Work required> Reproduce every one of the items below verbatim, leaving nothing out and changing nothing.

Available records>
========================================

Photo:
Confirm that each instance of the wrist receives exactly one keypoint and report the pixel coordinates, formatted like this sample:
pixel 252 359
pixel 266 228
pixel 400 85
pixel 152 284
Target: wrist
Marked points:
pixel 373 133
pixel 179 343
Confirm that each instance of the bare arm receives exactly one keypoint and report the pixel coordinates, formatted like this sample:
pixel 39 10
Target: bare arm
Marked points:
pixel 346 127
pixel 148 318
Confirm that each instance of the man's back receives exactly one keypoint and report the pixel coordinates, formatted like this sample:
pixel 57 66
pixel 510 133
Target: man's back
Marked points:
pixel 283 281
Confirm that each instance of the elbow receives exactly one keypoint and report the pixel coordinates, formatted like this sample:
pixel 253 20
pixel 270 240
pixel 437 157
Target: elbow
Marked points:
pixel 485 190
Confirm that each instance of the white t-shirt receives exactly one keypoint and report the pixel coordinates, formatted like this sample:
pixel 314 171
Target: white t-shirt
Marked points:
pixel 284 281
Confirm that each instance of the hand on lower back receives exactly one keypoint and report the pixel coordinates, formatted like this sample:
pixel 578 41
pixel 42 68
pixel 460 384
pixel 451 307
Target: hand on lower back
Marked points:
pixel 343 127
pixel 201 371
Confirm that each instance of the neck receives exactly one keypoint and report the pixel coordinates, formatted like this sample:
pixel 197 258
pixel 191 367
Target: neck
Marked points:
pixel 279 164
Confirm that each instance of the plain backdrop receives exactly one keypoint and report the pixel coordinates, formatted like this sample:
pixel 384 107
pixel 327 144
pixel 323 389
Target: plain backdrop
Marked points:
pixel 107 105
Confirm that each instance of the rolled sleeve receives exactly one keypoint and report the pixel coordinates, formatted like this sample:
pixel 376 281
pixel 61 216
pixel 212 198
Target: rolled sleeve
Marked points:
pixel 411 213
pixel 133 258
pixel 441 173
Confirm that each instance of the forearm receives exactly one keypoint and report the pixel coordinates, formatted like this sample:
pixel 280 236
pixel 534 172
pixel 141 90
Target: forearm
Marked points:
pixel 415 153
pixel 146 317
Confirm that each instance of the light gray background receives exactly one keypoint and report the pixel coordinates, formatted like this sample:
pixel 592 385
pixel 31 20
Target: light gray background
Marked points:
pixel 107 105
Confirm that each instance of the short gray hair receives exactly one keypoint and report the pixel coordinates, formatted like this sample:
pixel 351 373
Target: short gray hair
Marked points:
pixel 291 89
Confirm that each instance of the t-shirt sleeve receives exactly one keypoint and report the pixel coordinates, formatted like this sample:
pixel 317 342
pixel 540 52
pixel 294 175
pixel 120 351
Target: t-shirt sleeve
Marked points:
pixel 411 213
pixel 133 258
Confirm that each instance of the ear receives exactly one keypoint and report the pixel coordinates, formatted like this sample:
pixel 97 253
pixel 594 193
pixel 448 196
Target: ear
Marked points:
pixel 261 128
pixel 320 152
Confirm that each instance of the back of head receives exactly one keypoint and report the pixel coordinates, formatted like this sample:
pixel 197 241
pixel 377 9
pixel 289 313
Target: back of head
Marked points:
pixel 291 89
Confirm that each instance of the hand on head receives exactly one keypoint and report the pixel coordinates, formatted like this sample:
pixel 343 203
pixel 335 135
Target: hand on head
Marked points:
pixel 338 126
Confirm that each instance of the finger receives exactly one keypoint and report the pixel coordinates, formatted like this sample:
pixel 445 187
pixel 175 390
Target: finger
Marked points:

========================================

Task answer>
Photo:
Confirm that each instance of the wrist receives exactly one keypoint and report the pixel coordinates, formatted like this sample:
pixel 252 359
pixel 266 228
pixel 400 85
pixel 152 284
Target: wrist
Marked points:
pixel 373 133
pixel 179 343
Confirm that each instance of the bare arm receives exactly one keypoint and report the pixel coordinates, formatted like this sample:
pixel 39 10
Target: bare arm
Marked points:
pixel 346 127
pixel 148 318
Confirm that each instance of the man's back receives exactly one keypoint and report the pixel coordinates, formatted like this sample:
pixel 57 66
pixel 510 133
Target: man's back
Marked points:
pixel 283 281
Confirm that each instance of the elbow receives exactly one keypoint and report the pixel coordinates, formatted like this sample:
pixel 253 20
pixel 270 240
pixel 437 157
Target: elbow
Marked points:
pixel 485 190
Confirm that each instance of the white t-shirt receives exactly one keypoint and report the pixel coordinates, formatted like this sample:
pixel 314 171
Target: white t-shirt
Marked points:
pixel 284 281
Confirm that each instance of the hand on lower back receives exactly one keypoint and report the pixel coordinates, formatted like this sample:
pixel 578 41
pixel 42 68
pixel 460 384
pixel 451 307
Target: hand on lower back
Marked points:
pixel 343 127
pixel 201 371
Confirm that each instance of the neck receives exactly one keypoint and report the pixel coordinates, formatted like this sample:
pixel 197 258
pixel 191 367
Target: neck
Marked points:
pixel 279 164
Confirm that each instance of the plain backdrop receives exactly one keypoint and report the pixel coordinates, formatted like this sample:
pixel 384 107
pixel 327 144
pixel 323 389
Target: plain backdrop
Marked points:
pixel 107 105
Confirm that each instance of the rolled sleeve receives exactly one keypoint and report the pixel coordinates, formatted like this sample:
pixel 376 281
pixel 61 216
pixel 212 198
Target: rolled sleeve
Marked points:
pixel 411 213
pixel 133 258
pixel 441 173
Confirm that each instance of the forearm receives exactly one keypoint and report the pixel coordinates, formatted like this sample:
pixel 280 236
pixel 534 172
pixel 141 90
Target: forearm
Marked points:
pixel 415 153
pixel 146 317
Confirm that each instance of the light gray background receives exactly one keypoint and report the pixel coordinates, formatted like this sample:
pixel 592 385
pixel 31 20
Target: light gray background
Marked points:
pixel 107 105
Confirm that each instance of the short gray hair receives exactly one keypoint and report the pixel coordinates, formatted like this sample:
pixel 351 373
Target: short gray hair
Marked points:
pixel 291 89
Confirm that each instance of the t-shirt sleeve receives exactly one keypoint and report the pixel coordinates, formatted like this sample:
pixel 317 342
pixel 540 52
pixel 294 175
pixel 120 351
Target: t-shirt sleeve
Marked points:
pixel 411 213
pixel 133 258
Confirm that each instance of the ear receives exactly one keypoint and report the pixel coordinates, formatted like this sample:
pixel 97 253
pixel 594 193
pixel 448 196
Target: ear
Marked points:
pixel 261 128
pixel 320 152
Confirm that each instance of the back of head receives exactly one keypoint and report the pixel coordinates, formatted like this sample:
pixel 197 241
pixel 377 9
pixel 289 313
Target: back of head
Marked points:
pixel 291 89
Confirm that each instance of the hand on head receives exactly one keypoint and report the pixel coordinates, formatted like this sample:
pixel 343 203
pixel 335 135
Target: hand on head
Marked points:
pixel 338 126
Confirm that each instance of the finger receives exactly one keypoint and report the pixel coordinates, formatted like this sample:
pixel 445 187
pixel 175 390
Target: finger
Marked points:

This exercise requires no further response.